Activity: Transcribe the data. Leave out nothing.

Dataset entries
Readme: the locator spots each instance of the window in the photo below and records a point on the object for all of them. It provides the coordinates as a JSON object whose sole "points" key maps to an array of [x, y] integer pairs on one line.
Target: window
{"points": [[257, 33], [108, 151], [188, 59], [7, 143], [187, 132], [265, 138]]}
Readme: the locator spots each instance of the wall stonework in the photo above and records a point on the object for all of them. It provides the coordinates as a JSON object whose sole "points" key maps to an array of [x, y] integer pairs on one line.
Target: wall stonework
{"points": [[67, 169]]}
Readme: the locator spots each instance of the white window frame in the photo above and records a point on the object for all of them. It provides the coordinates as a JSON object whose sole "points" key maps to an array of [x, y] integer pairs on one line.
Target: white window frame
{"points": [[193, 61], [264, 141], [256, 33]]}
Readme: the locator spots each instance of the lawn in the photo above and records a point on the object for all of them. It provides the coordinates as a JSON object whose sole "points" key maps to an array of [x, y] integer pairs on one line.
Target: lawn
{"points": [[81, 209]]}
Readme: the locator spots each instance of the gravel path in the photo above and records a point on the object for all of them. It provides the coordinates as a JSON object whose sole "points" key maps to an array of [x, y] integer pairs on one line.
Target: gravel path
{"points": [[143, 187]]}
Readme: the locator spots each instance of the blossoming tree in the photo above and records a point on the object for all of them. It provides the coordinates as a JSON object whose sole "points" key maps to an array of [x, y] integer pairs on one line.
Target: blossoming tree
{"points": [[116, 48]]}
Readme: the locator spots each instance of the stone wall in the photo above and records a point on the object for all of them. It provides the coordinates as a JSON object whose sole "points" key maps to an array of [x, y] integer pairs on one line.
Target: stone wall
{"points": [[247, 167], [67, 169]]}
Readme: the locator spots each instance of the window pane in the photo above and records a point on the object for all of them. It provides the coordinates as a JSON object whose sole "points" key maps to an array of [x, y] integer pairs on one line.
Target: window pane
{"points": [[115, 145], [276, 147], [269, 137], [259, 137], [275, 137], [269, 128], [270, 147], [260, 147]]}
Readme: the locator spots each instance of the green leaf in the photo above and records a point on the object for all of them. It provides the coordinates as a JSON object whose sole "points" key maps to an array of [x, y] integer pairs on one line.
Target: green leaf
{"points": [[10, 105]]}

Response area:
Readme: the locator spots each instance of the window in the photo below and records a point on the object for all of them. It provides the coordinates as a JSON object whose sole "points" key maps to an array of [x, y] integer pairs on one line.
Target: window
{"points": [[257, 33], [108, 151], [188, 59], [7, 143], [187, 132], [265, 138]]}
Readme: the locator spots each instance of the wall stonework in the photo above and records a point on the object for all of them. It provides the coordinates as a JSON object whose sole "points" key maps to an array of [x, y] integer pairs on one line.
Target: wall stonework
{"points": [[67, 169]]}
Readme: the locator spots each instance of the white window frame in the photo above and records a point on the object for all of them. It provides the coordinates as a JSON object whose sole "points" key maps to an array of [x, y] integer pairs on one line.
Target: white window frame
{"points": [[193, 61], [264, 141], [256, 33]]}
Readme: the locator spots each instance of the lawn in the photo above and records a point on the object for all of them. It provides the coordinates as a JSON object whose sole "points" key maps to an array of [x, y] integer pairs on one line.
Target: lawn
{"points": [[81, 209]]}
Readme: the locator spots each instance of the gravel path in the photo above and records a point on the object for all of them. It provides the coordinates as a JSON object whose sole "points" key maps to an array of [x, y] integer pairs on one line.
Target: gravel path
{"points": [[143, 187]]}
Readme: the locator spots each instance of the blossoming tree in the photo above and records a point on the object for all of them. It provides the coordinates as a JSON object whose sole "points" key maps to an array of [x, y] integer pairs on one line.
Target: blossoming tree
{"points": [[116, 48]]}
Readme: the locator spots each instance of the stone wall in the photo above and records a point on the object for all of them. It provides the coordinates as a JSON object whose sole "points" key maps to an array of [x, y] integer pairs on one line.
Target: stone wall
{"points": [[247, 167], [67, 169]]}
Readme: the locator spots each instance of the window pane in the photo above and records a point on the object for all of them. It provides the coordinates as a JSON object whose sole "points" key maps to an array of [x, y] integer pairs on one line.
Target: window pane
{"points": [[115, 145], [276, 147], [269, 137], [259, 137], [275, 137], [269, 128], [270, 147], [260, 147]]}
Readme: the locator spots each instance of the green leaf in the photo above and records a point on the object for all of them. It provides the coordinates as a JSON object whose sole "points" key maps to an array of [x, y] integer pairs on one line.
Target: green leaf
{"points": [[10, 105]]}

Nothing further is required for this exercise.